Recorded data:

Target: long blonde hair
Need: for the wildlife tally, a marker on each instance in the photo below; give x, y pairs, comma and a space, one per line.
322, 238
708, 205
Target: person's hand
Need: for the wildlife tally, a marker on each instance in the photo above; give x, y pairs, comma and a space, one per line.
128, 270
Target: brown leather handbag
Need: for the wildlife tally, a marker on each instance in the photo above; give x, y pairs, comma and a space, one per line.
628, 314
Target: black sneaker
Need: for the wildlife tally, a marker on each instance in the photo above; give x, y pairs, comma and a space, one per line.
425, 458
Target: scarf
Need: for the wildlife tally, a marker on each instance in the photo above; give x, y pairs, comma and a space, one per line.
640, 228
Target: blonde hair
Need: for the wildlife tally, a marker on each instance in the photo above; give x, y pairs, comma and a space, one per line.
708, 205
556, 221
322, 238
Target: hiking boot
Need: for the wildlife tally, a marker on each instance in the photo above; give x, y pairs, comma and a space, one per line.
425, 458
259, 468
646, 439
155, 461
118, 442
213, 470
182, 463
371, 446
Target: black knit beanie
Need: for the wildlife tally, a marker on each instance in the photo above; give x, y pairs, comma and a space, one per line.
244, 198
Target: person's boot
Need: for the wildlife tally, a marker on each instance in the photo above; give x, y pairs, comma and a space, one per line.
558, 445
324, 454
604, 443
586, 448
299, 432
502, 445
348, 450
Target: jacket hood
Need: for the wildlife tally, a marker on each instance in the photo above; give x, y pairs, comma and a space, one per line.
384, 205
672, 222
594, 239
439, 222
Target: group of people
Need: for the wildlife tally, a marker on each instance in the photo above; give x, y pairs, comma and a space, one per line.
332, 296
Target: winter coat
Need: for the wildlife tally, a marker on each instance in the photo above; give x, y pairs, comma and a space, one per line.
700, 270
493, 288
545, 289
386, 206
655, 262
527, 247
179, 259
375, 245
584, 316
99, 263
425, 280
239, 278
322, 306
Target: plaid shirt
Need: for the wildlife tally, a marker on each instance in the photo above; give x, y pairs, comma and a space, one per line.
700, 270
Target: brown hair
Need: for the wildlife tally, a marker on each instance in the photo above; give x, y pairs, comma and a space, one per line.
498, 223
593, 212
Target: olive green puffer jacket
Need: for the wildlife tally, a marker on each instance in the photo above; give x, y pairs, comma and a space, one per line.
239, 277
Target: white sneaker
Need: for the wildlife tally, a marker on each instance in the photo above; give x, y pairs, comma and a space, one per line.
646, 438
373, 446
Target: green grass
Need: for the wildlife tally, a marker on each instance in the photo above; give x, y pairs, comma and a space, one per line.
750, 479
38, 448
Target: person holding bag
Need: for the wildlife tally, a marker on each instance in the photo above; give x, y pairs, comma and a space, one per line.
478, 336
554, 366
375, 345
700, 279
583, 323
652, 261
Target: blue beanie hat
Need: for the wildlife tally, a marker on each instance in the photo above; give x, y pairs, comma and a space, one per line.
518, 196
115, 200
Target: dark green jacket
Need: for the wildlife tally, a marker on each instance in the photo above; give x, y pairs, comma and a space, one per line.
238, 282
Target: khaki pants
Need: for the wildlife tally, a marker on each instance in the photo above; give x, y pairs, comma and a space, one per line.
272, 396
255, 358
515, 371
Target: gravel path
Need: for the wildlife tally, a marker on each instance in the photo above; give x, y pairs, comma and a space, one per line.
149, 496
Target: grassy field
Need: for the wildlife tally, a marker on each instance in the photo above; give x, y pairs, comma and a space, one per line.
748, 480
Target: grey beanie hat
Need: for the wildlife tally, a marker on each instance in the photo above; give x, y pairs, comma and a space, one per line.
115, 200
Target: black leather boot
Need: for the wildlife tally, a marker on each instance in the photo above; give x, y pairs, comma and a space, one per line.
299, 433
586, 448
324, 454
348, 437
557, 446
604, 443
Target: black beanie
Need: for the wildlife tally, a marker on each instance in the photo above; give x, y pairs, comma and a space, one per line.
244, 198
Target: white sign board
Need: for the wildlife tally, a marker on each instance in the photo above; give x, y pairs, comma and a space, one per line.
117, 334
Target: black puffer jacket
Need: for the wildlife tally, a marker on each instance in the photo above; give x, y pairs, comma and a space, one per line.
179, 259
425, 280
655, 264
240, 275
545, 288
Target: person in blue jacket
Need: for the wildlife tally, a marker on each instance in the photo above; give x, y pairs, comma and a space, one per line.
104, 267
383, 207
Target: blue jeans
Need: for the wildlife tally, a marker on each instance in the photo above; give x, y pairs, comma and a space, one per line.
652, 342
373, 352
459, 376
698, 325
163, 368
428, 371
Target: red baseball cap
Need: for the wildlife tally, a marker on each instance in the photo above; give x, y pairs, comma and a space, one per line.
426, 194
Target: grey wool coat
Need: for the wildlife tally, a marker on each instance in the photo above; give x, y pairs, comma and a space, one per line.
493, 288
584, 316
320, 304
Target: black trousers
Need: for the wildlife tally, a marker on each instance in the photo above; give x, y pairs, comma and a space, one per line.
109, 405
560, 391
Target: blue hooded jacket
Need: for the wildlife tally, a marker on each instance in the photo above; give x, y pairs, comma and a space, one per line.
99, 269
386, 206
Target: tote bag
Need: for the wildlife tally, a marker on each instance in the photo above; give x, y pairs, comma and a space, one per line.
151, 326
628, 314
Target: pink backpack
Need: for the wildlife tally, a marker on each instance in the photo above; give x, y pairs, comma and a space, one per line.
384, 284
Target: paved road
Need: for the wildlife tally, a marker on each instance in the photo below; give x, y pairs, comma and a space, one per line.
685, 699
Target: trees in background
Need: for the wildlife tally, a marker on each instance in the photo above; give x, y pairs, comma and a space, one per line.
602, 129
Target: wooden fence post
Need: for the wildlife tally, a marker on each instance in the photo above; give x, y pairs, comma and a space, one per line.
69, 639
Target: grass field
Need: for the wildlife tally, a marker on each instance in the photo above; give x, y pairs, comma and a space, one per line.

*TASK INSTRUCTIONS*
Output the items above as a JSON list of strings, one string per line, blank lines omitted. Cover everything from the line that contains "Target: red baseball cap" down to the end of the items, with both of those lines included.

*WRITTEN ANSWER*
[
  "Target: red baseball cap",
  "Need: for the wildlife tally, a marker on each instance in the photo above; give x, y pairs, comma and a space, one per line.",
  "426, 194",
  "Target: grey wool coat",
  "Need: for the wildlife tally, a marker on each instance in the photo above; give x, y pairs, comma and a space, one per line.",
  "493, 288",
  "584, 316",
  "320, 304",
  "Target: black trousers",
  "Need: for the wildlife tally, a marker on each instance in the photo above; give x, y pairs, comma and a space, one per line.",
  "109, 405",
  "560, 391",
  "Target: blue hooded jacket",
  "Need: for the wildlife tally, a marker on each instance in the photo above; give x, y pairs, comma and a space, one per line.",
  "99, 269",
  "386, 206",
  "Target: tote bag",
  "Need: for the wildlife tally, a marker on each instance in the photo above; give x, y pairs, comma and a space, one per line.",
  "151, 326",
  "628, 314",
  "Target: pink backpack",
  "Need: for the wildlife tally, a marker on each instance in the photo above; give x, y pairs, comma and a space, one per line.",
  "384, 284",
  "Target: paved road",
  "Need: for the wildlife tally, a marker on each instance in the photo below; give x, y pairs, comma and a space, one per line.",
  "685, 699",
  "Target: trees in background",
  "Need: for the wildlife tally, a marker on each instance in the photo above; give x, y pairs, comma and a space, one per line.",
  "602, 129",
  "Target: wooden fence post",
  "Need: for the wildlife tally, a marker on each instance in the photo above; give x, y pairs, comma and a space, one per line.",
  "69, 639",
  "Target: grass field",
  "Need: for the wildlife tally, a marker on each instance in the photo above; give x, y pairs, comma and a space, one per line."
]